# DATA SHOWN
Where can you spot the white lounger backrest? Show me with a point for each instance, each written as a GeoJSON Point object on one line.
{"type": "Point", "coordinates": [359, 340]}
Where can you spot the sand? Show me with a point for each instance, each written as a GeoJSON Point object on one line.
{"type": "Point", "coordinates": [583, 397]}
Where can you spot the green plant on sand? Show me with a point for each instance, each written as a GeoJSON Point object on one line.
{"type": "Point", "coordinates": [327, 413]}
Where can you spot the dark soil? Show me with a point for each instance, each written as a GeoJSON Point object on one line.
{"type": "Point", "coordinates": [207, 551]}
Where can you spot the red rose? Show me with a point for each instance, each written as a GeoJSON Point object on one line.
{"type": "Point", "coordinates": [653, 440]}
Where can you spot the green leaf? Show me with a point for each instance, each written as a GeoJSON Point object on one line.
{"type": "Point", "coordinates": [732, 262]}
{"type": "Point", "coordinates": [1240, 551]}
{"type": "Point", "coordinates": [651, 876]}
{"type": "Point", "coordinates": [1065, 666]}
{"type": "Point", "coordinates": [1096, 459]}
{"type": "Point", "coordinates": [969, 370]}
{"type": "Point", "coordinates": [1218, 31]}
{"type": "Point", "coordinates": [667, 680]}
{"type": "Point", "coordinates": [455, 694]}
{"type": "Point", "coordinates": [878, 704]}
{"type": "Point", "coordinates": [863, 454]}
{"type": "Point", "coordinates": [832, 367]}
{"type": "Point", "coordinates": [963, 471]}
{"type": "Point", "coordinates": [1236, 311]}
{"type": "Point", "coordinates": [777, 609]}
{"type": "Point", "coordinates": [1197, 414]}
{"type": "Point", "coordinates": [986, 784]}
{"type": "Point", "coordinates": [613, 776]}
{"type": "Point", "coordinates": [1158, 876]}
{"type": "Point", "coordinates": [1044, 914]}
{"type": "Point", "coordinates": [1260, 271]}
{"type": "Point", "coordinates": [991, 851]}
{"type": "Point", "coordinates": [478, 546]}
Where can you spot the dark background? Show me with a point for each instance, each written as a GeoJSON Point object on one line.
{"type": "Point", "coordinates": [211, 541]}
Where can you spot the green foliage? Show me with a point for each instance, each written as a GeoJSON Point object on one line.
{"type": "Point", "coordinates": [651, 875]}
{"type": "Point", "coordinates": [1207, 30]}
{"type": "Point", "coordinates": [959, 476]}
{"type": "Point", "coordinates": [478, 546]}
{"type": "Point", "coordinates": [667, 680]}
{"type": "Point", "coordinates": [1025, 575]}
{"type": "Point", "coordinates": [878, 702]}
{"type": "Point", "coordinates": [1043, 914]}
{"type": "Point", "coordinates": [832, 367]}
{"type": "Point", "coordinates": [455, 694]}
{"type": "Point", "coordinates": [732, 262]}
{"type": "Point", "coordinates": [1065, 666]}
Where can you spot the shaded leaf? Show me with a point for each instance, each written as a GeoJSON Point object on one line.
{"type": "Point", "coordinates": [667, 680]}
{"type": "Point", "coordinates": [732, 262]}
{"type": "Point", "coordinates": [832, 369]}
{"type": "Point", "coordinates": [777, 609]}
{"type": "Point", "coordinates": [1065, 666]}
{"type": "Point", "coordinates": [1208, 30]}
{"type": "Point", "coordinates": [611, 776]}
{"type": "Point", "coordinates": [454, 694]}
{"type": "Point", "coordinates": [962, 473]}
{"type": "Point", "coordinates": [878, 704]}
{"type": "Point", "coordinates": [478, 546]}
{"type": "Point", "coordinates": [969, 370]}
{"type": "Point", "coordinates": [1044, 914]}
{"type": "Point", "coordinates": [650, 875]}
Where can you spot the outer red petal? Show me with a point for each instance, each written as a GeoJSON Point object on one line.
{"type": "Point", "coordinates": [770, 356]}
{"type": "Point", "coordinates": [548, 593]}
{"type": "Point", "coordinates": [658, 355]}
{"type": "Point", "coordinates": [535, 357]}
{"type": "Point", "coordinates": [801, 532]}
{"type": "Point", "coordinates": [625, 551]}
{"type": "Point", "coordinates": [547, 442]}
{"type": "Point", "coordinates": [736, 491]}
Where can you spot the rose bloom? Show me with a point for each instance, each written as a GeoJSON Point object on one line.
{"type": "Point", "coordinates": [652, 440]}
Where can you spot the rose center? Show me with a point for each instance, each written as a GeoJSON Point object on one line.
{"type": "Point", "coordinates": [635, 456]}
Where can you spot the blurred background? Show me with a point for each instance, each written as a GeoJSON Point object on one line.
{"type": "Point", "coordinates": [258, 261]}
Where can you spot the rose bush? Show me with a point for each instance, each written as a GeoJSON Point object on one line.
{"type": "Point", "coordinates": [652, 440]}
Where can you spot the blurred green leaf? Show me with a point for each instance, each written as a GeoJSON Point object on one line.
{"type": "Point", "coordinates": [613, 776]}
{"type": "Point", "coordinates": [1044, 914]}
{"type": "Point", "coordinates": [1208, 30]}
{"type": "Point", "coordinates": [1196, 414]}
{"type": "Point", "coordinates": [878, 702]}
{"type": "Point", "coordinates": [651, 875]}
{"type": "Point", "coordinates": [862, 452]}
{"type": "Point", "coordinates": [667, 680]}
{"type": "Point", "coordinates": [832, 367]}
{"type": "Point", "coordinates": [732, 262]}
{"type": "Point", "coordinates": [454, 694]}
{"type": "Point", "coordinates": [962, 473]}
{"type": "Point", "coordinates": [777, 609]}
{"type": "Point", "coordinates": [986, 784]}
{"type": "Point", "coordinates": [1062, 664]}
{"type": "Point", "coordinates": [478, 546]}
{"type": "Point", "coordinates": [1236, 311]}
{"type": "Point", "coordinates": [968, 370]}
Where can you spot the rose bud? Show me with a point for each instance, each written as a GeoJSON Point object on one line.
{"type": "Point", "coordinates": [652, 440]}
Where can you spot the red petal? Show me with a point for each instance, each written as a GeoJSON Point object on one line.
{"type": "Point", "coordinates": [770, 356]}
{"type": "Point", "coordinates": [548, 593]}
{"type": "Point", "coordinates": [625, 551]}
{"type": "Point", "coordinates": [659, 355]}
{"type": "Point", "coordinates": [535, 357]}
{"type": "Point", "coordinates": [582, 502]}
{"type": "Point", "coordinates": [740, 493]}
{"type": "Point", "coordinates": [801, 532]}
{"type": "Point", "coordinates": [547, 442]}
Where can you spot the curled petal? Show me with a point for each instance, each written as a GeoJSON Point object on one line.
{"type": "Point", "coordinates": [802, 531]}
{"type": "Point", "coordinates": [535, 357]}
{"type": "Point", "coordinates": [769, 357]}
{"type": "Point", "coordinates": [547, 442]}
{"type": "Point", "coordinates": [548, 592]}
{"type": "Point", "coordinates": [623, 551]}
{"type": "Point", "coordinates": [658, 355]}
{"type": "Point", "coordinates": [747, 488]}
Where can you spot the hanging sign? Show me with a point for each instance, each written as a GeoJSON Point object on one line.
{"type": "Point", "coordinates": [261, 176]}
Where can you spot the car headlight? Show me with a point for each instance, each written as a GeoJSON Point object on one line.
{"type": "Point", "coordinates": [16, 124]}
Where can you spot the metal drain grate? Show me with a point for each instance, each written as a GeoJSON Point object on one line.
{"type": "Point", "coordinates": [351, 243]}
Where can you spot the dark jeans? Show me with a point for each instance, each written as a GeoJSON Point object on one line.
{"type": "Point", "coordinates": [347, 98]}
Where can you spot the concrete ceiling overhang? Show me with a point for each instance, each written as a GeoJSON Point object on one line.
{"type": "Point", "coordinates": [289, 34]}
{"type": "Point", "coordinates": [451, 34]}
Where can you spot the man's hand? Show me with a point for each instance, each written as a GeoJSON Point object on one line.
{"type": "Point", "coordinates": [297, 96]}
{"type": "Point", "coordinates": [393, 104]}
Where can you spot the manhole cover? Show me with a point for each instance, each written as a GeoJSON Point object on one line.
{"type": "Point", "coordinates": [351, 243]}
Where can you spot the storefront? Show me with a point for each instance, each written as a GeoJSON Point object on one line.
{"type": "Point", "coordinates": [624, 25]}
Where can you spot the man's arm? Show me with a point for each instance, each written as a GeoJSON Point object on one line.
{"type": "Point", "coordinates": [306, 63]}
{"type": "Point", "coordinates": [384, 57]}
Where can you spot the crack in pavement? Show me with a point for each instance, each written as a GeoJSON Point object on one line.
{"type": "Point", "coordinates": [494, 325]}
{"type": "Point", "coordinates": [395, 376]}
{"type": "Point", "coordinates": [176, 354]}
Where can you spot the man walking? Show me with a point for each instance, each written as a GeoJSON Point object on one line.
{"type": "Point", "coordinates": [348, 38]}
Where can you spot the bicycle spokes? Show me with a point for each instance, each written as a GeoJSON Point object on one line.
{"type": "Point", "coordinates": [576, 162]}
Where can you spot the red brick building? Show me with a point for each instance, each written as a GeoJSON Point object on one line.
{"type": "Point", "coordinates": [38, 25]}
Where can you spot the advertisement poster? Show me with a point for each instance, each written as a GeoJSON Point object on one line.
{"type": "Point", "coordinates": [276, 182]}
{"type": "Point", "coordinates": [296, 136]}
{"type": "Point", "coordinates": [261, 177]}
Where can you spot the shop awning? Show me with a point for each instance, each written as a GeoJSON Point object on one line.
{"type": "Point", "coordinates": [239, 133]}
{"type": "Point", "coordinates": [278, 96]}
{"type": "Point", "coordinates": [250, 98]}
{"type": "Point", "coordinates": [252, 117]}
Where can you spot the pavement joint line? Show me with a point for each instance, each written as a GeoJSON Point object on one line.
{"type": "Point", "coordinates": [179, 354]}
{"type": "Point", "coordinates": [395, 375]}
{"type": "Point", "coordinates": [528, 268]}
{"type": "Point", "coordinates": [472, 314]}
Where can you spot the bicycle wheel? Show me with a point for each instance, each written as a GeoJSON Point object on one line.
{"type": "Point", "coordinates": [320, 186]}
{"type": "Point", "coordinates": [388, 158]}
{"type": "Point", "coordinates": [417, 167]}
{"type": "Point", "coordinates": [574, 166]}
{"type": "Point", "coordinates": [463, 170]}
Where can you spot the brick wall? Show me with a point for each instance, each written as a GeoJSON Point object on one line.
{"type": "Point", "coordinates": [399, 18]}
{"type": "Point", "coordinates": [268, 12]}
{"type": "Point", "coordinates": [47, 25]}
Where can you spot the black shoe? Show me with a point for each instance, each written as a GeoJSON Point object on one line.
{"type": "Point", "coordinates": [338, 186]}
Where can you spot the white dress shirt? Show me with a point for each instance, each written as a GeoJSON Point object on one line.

# TASK DESCRIPTION
Find the line containing "Where can you spot the shop" in the material above. Print it and every line after it through the end, exactly and only those.

# WRITTEN SOLUTION
Where can you spot the shop awning? Show me with a point for each instance, each written as a GeoJSON Point object on one line.
{"type": "Point", "coordinates": [239, 133]}
{"type": "Point", "coordinates": [278, 96]}
{"type": "Point", "coordinates": [250, 98]}
{"type": "Point", "coordinates": [252, 117]}
Where can you spot the pavement joint line? Show me with a point for each instance, each written as a GeoJSON Point object on one line.
{"type": "Point", "coordinates": [179, 354]}
{"type": "Point", "coordinates": [395, 375]}
{"type": "Point", "coordinates": [528, 268]}
{"type": "Point", "coordinates": [472, 314]}
Where can you spot the bicycle wheel? Show me with a point for each instance, each written as a GeoJSON Point object on one line.
{"type": "Point", "coordinates": [320, 186]}
{"type": "Point", "coordinates": [388, 158]}
{"type": "Point", "coordinates": [417, 167]}
{"type": "Point", "coordinates": [574, 166]}
{"type": "Point", "coordinates": [463, 170]}
Where can you spot the brick wall? Show me with a point for each instance, each written as a GeoJSON Point object on one line.
{"type": "Point", "coordinates": [399, 18]}
{"type": "Point", "coordinates": [268, 12]}
{"type": "Point", "coordinates": [47, 25]}
Where can you spot the black shoe? Show me with a point for each instance, each written as a GeoJSON Point object on one line.
{"type": "Point", "coordinates": [338, 186]}
Where can you spot the white dress shirt? Show me with a point for each instance, each written as a GeoJSON Point object on one line.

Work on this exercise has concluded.